• [PROBLEM DESCRIPTION] Go over the records and copy every line with the string "child".

Data items:
++++

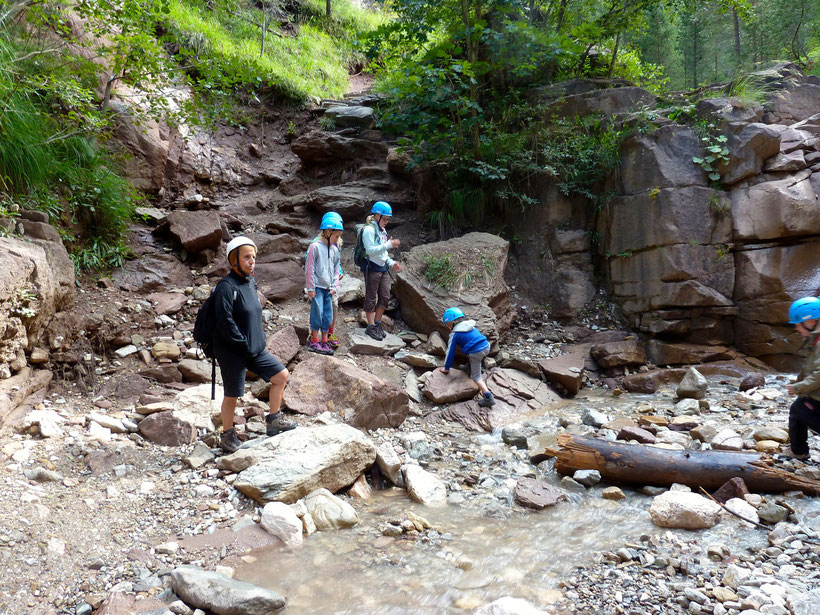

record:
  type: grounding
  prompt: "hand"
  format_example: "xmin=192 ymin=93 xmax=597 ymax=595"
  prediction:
xmin=308 ymin=291 xmax=316 ymax=299
xmin=392 ymin=262 xmax=402 ymax=272
xmin=438 ymin=367 xmax=449 ymax=374
xmin=389 ymin=238 xmax=401 ymax=248
xmin=329 ymin=289 xmax=336 ymax=295
xmin=787 ymin=385 xmax=795 ymax=395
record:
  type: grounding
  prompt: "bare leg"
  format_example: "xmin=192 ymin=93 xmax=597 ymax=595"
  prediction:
xmin=476 ymin=379 xmax=489 ymax=395
xmin=366 ymin=311 xmax=375 ymax=326
xmin=268 ymin=368 xmax=289 ymax=415
xmin=221 ymin=396 xmax=238 ymax=430
xmin=375 ymin=307 xmax=385 ymax=322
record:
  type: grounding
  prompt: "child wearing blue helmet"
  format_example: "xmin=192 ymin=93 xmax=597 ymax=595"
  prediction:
xmin=438 ymin=307 xmax=495 ymax=407
xmin=361 ymin=201 xmax=402 ymax=341
xmin=305 ymin=212 xmax=343 ymax=355
xmin=782 ymin=296 xmax=820 ymax=461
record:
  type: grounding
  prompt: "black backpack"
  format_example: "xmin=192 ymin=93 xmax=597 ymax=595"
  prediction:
xmin=353 ymin=221 xmax=378 ymax=270
xmin=192 ymin=280 xmax=236 ymax=399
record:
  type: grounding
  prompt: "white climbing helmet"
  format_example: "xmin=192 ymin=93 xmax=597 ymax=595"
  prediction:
xmin=226 ymin=236 xmax=257 ymax=262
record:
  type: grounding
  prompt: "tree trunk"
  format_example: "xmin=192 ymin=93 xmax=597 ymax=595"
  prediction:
xmin=607 ymin=32 xmax=621 ymax=79
xmin=554 ymin=0 xmax=568 ymax=34
xmin=538 ymin=434 xmax=820 ymax=495
xmin=733 ymin=7 xmax=741 ymax=61
xmin=692 ymin=31 xmax=698 ymax=88
xmin=326 ymin=0 xmax=331 ymax=19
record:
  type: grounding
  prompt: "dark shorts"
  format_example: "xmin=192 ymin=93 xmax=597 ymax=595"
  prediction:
xmin=216 ymin=350 xmax=285 ymax=398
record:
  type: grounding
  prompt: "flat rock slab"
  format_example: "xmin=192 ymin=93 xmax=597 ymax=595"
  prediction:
xmin=514 ymin=478 xmax=568 ymax=510
xmin=167 ymin=210 xmax=222 ymax=253
xmin=146 ymin=292 xmax=188 ymax=315
xmin=538 ymin=353 xmax=585 ymax=395
xmin=348 ymin=328 xmax=406 ymax=355
xmin=422 ymin=369 xmax=478 ymax=404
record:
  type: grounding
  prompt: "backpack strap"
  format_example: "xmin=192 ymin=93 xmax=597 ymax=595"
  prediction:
xmin=211 ymin=356 xmax=216 ymax=401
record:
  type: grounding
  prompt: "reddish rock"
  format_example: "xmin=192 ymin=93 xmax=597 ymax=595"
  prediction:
xmin=422 ymin=369 xmax=478 ymax=404
xmin=739 ymin=373 xmax=765 ymax=391
xmin=513 ymin=478 xmax=568 ymax=510
xmin=146 ymin=292 xmax=188 ymax=315
xmin=254 ymin=261 xmax=304 ymax=302
xmin=711 ymin=477 xmax=750 ymax=504
xmin=167 ymin=210 xmax=223 ymax=253
xmin=138 ymin=365 xmax=183 ymax=384
xmin=284 ymin=354 xmax=409 ymax=430
xmin=617 ymin=426 xmax=656 ymax=444
xmin=623 ymin=369 xmax=686 ymax=394
xmin=112 ymin=254 xmax=194 ymax=292
xmin=590 ymin=340 xmax=646 ymax=369
xmin=138 ymin=411 xmax=196 ymax=446
xmin=266 ymin=326 xmax=301 ymax=365
xmin=538 ymin=352 xmax=585 ymax=395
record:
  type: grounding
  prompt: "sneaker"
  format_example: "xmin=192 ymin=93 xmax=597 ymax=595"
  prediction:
xmin=477 ymin=392 xmax=496 ymax=407
xmin=375 ymin=322 xmax=387 ymax=340
xmin=220 ymin=427 xmax=241 ymax=454
xmin=320 ymin=341 xmax=334 ymax=354
xmin=308 ymin=340 xmax=329 ymax=354
xmin=365 ymin=324 xmax=381 ymax=341
xmin=266 ymin=412 xmax=296 ymax=436
xmin=779 ymin=446 xmax=809 ymax=461
xmin=327 ymin=333 xmax=340 ymax=349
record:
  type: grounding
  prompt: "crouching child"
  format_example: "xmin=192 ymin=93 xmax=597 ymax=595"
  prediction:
xmin=438 ymin=307 xmax=495 ymax=407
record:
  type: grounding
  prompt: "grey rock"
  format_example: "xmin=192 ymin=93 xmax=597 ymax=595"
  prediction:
xmin=170 ymin=565 xmax=286 ymax=614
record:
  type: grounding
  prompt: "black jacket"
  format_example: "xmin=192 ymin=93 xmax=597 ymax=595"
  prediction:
xmin=212 ymin=271 xmax=266 ymax=358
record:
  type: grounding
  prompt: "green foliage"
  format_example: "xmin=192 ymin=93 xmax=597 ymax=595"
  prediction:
xmin=537 ymin=116 xmax=627 ymax=203
xmin=424 ymin=254 xmax=458 ymax=289
xmin=692 ymin=131 xmax=729 ymax=182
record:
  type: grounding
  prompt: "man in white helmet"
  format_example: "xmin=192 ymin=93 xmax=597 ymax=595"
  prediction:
xmin=213 ymin=236 xmax=295 ymax=453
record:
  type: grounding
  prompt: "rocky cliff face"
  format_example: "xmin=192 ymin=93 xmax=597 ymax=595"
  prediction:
xmin=511 ymin=64 xmax=820 ymax=370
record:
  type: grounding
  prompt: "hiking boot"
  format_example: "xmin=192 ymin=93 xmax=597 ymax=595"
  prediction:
xmin=779 ymin=445 xmax=809 ymax=461
xmin=477 ymin=392 xmax=496 ymax=407
xmin=266 ymin=412 xmax=296 ymax=436
xmin=220 ymin=427 xmax=241 ymax=454
xmin=308 ymin=340 xmax=330 ymax=354
xmin=365 ymin=324 xmax=381 ymax=341
xmin=375 ymin=322 xmax=387 ymax=340
xmin=327 ymin=333 xmax=340 ymax=349
xmin=320 ymin=341 xmax=334 ymax=354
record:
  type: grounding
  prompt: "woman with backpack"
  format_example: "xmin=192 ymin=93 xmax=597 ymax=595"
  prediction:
xmin=357 ymin=201 xmax=402 ymax=341
xmin=213 ymin=236 xmax=295 ymax=453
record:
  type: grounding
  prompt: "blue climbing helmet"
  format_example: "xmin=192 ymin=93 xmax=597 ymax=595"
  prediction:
xmin=442 ymin=307 xmax=465 ymax=324
xmin=371 ymin=201 xmax=392 ymax=216
xmin=788 ymin=297 xmax=820 ymax=324
xmin=320 ymin=211 xmax=344 ymax=230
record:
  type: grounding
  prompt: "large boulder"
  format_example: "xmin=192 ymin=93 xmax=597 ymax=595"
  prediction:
xmin=113 ymin=254 xmax=194 ymax=292
xmin=291 ymin=131 xmax=388 ymax=165
xmin=394 ymin=233 xmax=512 ymax=340
xmin=288 ymin=180 xmax=390 ymax=217
xmin=602 ymin=187 xmax=731 ymax=255
xmin=0 ymin=236 xmax=74 ymax=369
xmin=546 ymin=86 xmax=657 ymax=119
xmin=218 ymin=423 xmax=376 ymax=504
xmin=618 ymin=125 xmax=707 ymax=196
xmin=422 ymin=369 xmax=479 ymax=403
xmin=167 ymin=210 xmax=223 ymax=253
xmin=323 ymin=105 xmax=375 ymax=129
xmin=730 ymin=170 xmax=820 ymax=243
xmin=437 ymin=368 xmax=562 ymax=432
xmin=170 ymin=565 xmax=286 ymax=615
xmin=284 ymin=354 xmax=409 ymax=429
xmin=717 ymin=122 xmax=781 ymax=185
xmin=607 ymin=244 xmax=735 ymax=318
xmin=253 ymin=260 xmax=304 ymax=302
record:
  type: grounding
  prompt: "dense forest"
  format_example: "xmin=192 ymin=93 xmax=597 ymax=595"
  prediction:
xmin=1 ymin=0 xmax=818 ymax=264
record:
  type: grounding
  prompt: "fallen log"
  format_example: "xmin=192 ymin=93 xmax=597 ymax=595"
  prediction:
xmin=538 ymin=434 xmax=820 ymax=496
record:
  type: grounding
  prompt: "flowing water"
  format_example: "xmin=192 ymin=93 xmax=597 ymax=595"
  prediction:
xmin=233 ymin=384 xmax=820 ymax=614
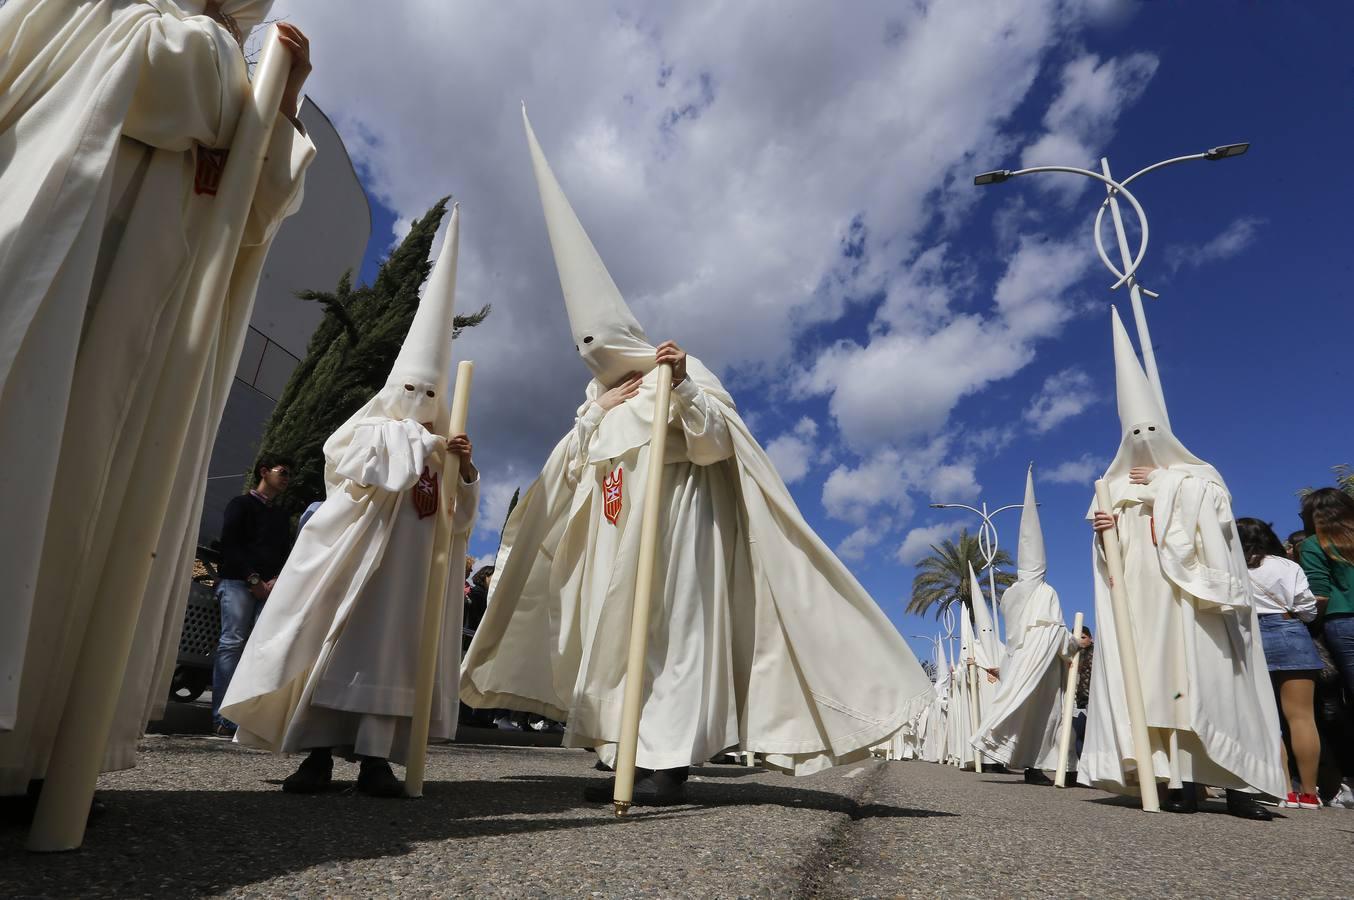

++++

• [WRITTEN SOLUTION]
  prompt: "child wearing blue helmet"
  prompt: "crouching child"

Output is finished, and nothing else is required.